■ ITEMS:
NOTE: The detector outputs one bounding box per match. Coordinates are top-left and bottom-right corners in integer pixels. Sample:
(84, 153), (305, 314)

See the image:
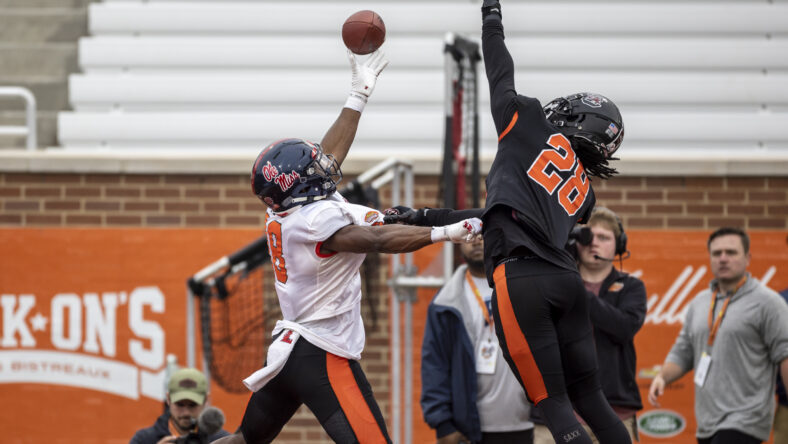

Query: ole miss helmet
(544, 92), (624, 159)
(251, 139), (342, 211)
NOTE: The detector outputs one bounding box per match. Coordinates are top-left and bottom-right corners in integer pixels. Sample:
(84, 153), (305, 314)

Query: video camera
(175, 406), (224, 444)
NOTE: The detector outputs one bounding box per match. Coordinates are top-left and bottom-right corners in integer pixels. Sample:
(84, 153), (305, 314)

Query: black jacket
(587, 268), (647, 410)
(129, 411), (230, 444)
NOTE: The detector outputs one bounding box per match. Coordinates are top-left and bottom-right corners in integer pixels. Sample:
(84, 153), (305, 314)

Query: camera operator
(129, 368), (229, 444)
(531, 207), (647, 444)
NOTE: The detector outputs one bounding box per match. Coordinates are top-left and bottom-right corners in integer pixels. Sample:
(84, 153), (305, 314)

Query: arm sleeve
(762, 294), (788, 365)
(420, 304), (458, 435)
(482, 14), (517, 134)
(304, 202), (355, 242)
(424, 208), (484, 227)
(588, 277), (647, 343)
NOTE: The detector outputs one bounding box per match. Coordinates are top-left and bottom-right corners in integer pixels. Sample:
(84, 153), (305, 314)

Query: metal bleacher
(58, 0), (788, 173)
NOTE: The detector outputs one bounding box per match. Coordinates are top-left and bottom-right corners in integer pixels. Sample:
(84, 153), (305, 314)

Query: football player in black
(387, 0), (631, 444)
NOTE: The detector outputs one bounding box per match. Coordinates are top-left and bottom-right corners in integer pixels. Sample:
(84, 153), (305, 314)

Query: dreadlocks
(571, 137), (618, 179)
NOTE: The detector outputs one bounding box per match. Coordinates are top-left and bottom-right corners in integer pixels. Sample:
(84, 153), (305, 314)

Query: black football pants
(493, 257), (631, 444)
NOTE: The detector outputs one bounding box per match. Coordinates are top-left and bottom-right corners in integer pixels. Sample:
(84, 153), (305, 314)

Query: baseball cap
(167, 368), (208, 404)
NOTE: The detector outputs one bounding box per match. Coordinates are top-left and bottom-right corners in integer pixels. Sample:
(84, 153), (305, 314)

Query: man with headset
(532, 207), (646, 444)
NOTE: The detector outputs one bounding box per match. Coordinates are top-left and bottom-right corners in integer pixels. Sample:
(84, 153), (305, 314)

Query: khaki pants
(534, 416), (640, 444)
(774, 405), (788, 444)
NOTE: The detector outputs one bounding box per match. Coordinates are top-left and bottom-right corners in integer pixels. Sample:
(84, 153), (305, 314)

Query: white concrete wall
(49, 0), (788, 174)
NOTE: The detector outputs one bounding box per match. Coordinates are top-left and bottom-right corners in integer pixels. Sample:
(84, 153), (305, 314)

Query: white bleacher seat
(58, 0), (788, 172)
(69, 69), (788, 112)
(79, 36), (788, 72)
(61, 109), (785, 152)
(89, 0), (788, 37)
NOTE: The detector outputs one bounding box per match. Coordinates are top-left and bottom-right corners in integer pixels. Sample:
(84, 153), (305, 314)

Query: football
(342, 10), (386, 55)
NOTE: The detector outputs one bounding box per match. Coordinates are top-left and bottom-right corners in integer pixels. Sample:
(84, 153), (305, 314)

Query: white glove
(345, 49), (389, 112)
(430, 217), (482, 243)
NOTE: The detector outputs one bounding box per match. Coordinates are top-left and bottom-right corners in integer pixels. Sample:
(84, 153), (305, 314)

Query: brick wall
(0, 173), (788, 443)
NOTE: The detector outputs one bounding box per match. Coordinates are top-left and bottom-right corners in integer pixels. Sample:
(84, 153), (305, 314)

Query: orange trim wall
(0, 228), (788, 444)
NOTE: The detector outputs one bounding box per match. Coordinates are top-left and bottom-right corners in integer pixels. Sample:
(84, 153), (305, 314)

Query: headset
(591, 207), (629, 261)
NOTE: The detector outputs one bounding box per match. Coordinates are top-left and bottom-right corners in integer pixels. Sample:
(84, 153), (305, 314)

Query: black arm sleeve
(482, 14), (517, 134)
(424, 208), (484, 227)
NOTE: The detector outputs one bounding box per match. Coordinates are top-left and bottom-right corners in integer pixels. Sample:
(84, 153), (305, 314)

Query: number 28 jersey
(484, 95), (595, 271)
(266, 193), (383, 359)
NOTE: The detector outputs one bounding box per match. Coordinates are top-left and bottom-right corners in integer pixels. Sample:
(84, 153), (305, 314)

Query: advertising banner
(406, 230), (788, 444)
(0, 229), (260, 444)
(0, 229), (788, 444)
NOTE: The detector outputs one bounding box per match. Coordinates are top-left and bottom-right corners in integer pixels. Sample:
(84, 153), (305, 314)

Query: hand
(347, 49), (389, 102)
(431, 217), (482, 243)
(383, 205), (426, 226)
(648, 375), (665, 407)
(482, 0), (503, 20)
(437, 432), (470, 444)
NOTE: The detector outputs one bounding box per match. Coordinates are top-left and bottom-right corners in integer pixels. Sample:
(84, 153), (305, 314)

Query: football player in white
(217, 51), (481, 443)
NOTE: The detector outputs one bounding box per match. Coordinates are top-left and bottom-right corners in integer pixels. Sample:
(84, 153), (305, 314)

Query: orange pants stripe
(493, 264), (547, 404)
(326, 353), (386, 444)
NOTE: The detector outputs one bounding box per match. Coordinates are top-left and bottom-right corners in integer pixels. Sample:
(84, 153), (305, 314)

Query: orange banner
(0, 229), (260, 444)
(406, 231), (788, 444)
(0, 229), (788, 444)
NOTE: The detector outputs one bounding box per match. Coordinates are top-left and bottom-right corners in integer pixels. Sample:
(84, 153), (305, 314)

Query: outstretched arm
(648, 361), (687, 407)
(321, 219), (482, 254)
(482, 0), (517, 134)
(383, 206), (484, 227)
(320, 50), (389, 166)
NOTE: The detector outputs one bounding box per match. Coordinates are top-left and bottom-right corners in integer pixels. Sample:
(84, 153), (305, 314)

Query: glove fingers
(347, 49), (358, 71)
(366, 49), (389, 75)
(375, 60), (389, 76)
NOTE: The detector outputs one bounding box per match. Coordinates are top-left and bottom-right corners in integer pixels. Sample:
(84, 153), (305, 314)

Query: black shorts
(492, 257), (599, 404)
(241, 337), (391, 444)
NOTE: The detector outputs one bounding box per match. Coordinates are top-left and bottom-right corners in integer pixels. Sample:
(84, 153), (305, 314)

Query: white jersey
(266, 193), (383, 360)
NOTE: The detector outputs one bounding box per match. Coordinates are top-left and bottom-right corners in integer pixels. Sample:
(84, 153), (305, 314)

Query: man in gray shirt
(648, 228), (788, 444)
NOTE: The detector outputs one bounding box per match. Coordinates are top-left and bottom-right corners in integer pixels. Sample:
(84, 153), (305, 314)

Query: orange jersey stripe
(493, 264), (547, 404)
(498, 111), (518, 142)
(326, 353), (386, 444)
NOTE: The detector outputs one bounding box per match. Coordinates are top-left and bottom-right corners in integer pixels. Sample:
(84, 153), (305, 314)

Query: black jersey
(482, 19), (595, 275)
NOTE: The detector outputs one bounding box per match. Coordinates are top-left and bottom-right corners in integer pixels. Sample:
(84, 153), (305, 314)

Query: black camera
(175, 406), (224, 444)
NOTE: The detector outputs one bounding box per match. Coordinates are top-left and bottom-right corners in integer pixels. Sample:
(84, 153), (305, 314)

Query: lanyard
(465, 271), (493, 332)
(708, 276), (747, 347)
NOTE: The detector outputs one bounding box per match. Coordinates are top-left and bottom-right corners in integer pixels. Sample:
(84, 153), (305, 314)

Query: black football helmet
(543, 92), (624, 159)
(251, 139), (342, 211)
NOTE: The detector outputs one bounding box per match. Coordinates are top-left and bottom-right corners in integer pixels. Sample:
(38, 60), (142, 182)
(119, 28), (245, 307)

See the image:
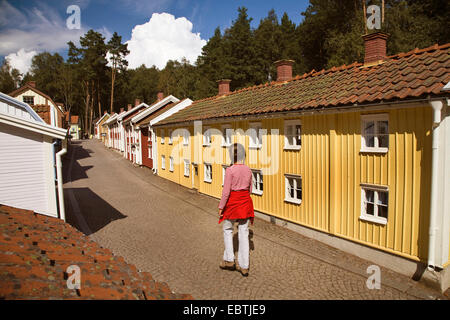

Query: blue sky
(0, 0), (308, 72)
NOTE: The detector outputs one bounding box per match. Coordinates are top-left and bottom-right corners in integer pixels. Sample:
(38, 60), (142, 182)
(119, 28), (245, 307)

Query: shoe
(219, 260), (236, 271)
(236, 265), (248, 277)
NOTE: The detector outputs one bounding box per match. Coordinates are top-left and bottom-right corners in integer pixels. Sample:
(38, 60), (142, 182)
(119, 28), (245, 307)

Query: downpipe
(428, 101), (444, 271)
(56, 147), (67, 222)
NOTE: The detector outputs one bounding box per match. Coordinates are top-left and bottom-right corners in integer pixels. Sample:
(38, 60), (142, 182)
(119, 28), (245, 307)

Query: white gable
(0, 92), (44, 123)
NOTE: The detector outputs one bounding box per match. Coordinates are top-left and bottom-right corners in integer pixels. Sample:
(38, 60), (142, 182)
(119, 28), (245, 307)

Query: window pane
(378, 134), (389, 148)
(366, 190), (375, 203)
(364, 121), (375, 135)
(295, 125), (302, 146)
(364, 136), (375, 148)
(378, 206), (388, 219)
(378, 121), (389, 134)
(378, 191), (388, 206)
(366, 203), (374, 216)
(286, 126), (293, 136)
(288, 136), (295, 146)
(296, 189), (302, 200)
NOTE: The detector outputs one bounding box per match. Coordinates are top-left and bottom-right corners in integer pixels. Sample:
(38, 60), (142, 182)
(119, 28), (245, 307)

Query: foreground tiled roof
(0, 205), (192, 300)
(31, 104), (51, 124)
(158, 43), (450, 125)
(136, 101), (177, 126)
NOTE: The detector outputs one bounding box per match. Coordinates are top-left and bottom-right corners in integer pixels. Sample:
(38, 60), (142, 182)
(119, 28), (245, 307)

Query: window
(203, 163), (212, 183)
(23, 96), (34, 105)
(222, 164), (229, 187)
(360, 184), (389, 224)
(361, 114), (389, 153)
(249, 123), (262, 148)
(168, 130), (173, 144)
(169, 157), (173, 172)
(203, 129), (211, 146)
(284, 175), (302, 204)
(252, 170), (263, 195)
(284, 120), (302, 150)
(183, 130), (189, 146)
(184, 160), (190, 177)
(222, 126), (233, 147)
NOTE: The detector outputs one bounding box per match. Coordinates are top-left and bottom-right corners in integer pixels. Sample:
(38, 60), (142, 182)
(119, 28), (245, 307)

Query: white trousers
(223, 219), (250, 269)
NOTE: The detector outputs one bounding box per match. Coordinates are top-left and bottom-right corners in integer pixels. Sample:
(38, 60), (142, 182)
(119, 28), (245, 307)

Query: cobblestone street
(64, 140), (445, 299)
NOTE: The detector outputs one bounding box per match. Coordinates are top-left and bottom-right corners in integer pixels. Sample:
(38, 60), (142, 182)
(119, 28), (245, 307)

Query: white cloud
(5, 49), (37, 75)
(127, 13), (206, 69)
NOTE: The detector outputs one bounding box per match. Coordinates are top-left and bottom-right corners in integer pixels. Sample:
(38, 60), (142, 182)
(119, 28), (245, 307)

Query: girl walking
(219, 143), (255, 277)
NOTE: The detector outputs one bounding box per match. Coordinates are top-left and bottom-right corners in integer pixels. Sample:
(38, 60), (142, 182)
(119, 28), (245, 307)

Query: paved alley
(64, 140), (445, 299)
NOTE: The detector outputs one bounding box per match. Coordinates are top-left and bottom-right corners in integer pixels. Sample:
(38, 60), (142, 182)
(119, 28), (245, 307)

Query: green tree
(68, 29), (107, 134)
(107, 32), (130, 115)
(254, 9), (282, 84)
(128, 65), (160, 104)
(223, 7), (258, 89)
(0, 58), (21, 94)
(30, 52), (64, 101)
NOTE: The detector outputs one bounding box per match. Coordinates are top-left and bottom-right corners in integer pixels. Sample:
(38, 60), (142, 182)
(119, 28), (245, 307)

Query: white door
(0, 123), (49, 214)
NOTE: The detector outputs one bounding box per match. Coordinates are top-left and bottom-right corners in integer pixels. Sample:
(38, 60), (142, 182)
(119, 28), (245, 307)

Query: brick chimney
(275, 60), (295, 81)
(362, 32), (389, 64)
(217, 79), (231, 96)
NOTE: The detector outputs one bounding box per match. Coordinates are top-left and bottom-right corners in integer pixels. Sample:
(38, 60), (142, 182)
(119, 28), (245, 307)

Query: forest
(0, 0), (450, 131)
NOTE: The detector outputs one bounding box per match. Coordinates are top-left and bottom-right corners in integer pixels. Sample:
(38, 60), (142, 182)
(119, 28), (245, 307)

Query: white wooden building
(0, 93), (67, 219)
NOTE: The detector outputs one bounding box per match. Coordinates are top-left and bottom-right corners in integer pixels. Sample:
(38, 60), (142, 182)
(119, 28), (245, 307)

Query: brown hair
(230, 143), (245, 164)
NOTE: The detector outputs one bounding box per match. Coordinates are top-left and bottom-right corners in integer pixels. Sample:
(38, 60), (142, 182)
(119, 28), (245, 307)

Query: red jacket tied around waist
(219, 164), (255, 224)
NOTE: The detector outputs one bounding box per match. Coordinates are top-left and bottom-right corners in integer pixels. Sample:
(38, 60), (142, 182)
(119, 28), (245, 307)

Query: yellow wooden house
(155, 33), (450, 290)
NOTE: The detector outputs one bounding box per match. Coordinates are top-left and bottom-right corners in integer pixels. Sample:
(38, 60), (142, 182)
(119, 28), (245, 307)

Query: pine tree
(107, 32), (130, 115)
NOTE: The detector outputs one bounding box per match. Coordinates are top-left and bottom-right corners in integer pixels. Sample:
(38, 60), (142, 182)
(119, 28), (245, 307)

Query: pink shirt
(219, 164), (252, 209)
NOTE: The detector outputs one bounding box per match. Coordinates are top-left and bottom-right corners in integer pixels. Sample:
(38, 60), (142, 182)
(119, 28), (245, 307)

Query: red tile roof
(136, 101), (177, 126)
(70, 116), (79, 124)
(158, 43), (450, 125)
(0, 205), (192, 300)
(30, 104), (51, 124)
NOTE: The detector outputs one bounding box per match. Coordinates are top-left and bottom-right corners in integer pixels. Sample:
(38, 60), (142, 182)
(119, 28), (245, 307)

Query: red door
(141, 128), (153, 169)
(125, 129), (132, 160)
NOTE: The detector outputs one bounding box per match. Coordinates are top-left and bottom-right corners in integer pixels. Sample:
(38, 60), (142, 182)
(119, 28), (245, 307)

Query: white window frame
(203, 128), (212, 147)
(183, 129), (190, 147)
(248, 122), (263, 149)
(22, 96), (34, 106)
(360, 113), (389, 153)
(161, 155), (166, 170)
(359, 183), (389, 225)
(284, 174), (303, 204)
(252, 169), (264, 196)
(203, 162), (212, 183)
(184, 159), (191, 177)
(222, 125), (233, 147)
(222, 164), (230, 187)
(169, 157), (174, 172)
(284, 119), (303, 151)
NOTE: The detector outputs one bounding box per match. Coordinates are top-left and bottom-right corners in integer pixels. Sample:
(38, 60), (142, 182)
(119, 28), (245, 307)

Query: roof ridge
(387, 42), (450, 59)
(185, 43), (450, 105)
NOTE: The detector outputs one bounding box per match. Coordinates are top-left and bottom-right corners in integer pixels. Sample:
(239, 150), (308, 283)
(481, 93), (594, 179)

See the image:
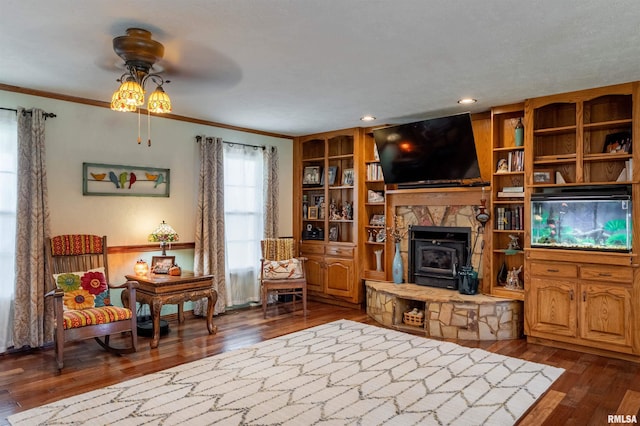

■ GOAL OF THE EXERCISE: Please gather every line of the listing above that contains the word "stripe", and copy each one in full.

■ ANSWER TO THE EXERCISE:
Query: orange pants stripe
Query: orange jersey stripe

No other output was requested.